**Region annotation entries:**
** start **

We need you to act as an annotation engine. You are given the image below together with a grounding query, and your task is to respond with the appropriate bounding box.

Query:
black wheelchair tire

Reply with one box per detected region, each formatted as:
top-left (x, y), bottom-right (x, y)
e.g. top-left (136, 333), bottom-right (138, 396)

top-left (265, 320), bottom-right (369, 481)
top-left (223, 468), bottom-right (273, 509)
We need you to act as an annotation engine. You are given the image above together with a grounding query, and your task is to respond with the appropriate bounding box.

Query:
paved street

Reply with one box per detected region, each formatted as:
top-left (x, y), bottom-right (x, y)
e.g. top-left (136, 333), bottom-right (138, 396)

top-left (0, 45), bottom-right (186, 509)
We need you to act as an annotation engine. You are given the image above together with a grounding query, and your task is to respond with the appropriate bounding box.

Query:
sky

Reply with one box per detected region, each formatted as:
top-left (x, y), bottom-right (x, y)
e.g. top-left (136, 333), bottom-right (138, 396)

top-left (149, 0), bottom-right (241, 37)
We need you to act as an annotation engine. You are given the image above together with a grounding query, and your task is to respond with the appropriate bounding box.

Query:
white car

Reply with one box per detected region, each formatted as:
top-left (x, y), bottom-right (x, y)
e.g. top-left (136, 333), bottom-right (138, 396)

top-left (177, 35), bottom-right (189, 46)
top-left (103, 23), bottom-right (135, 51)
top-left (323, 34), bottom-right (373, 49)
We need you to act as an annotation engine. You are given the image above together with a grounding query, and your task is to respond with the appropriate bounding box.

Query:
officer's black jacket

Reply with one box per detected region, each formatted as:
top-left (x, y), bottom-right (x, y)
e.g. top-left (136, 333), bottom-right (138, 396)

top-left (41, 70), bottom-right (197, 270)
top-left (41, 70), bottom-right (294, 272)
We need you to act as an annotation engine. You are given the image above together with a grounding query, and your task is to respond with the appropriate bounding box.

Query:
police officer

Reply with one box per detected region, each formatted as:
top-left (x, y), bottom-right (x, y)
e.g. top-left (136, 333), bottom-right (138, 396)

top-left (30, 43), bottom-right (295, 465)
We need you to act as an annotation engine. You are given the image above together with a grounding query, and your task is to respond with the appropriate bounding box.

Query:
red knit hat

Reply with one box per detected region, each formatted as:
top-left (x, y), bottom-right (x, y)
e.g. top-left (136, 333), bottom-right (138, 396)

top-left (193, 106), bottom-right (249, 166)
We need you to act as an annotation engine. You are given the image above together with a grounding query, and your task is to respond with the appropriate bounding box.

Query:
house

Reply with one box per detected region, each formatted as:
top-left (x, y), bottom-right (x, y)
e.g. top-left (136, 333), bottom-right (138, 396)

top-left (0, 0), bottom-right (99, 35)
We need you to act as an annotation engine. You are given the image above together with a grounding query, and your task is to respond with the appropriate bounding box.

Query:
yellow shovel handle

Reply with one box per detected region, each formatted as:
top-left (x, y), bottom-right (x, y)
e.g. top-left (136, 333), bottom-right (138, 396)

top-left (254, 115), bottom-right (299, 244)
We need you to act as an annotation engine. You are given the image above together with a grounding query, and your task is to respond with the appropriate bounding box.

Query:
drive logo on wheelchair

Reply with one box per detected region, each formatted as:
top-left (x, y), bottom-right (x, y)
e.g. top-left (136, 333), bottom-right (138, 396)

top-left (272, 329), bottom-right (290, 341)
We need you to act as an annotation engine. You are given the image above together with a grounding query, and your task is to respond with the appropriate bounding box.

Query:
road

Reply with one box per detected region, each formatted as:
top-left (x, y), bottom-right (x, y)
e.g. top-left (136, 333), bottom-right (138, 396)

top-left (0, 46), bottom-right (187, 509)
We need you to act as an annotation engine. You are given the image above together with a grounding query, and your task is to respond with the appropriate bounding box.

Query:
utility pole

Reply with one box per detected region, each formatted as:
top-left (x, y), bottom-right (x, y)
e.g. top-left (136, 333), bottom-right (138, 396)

** end **

**TO BE DONE:** Gather every line of the rows above that contains the word "officer".

**OUTPUT FOR THIS EXERCISE:**
officer's black jacket
police officer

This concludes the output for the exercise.